### [TASK GOAL]
Put the lines from the start of the rows through the line containing "Query: tire" into a numbered list, leaving out any blank lines.

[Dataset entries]
################

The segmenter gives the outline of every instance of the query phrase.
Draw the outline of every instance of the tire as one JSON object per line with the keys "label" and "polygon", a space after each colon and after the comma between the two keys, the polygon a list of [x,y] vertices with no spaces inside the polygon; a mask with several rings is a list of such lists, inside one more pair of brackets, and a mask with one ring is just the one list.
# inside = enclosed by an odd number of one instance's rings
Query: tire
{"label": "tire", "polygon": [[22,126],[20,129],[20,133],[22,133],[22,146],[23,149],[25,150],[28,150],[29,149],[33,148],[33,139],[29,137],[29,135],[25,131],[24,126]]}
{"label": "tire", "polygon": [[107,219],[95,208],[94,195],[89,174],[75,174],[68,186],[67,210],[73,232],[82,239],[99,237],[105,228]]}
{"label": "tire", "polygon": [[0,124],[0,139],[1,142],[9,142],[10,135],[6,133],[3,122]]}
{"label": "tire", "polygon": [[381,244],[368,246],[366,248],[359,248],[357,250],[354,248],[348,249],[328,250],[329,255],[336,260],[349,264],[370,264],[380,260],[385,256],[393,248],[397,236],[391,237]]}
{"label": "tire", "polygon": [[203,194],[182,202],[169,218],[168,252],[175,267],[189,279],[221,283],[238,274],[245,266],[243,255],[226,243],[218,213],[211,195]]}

################

### [RESPONSE TO THIS EXERCISE]
1. The segmenter gives the outline of every instance of the query phrase.
2. Draw the outline of every instance of the tire as one JSON object per line with the keys "label" and "polygon", a space after each colon and after the comma between the two keys, the polygon a list of [x,y] vertices with no spaces inside the polygon; a mask with several rings is a list of such lists, inside one more pair of brackets, and a mask with one ring is just the one list.
3. # inside = enclosed by an odd number of one instance's rings
4. Query: tire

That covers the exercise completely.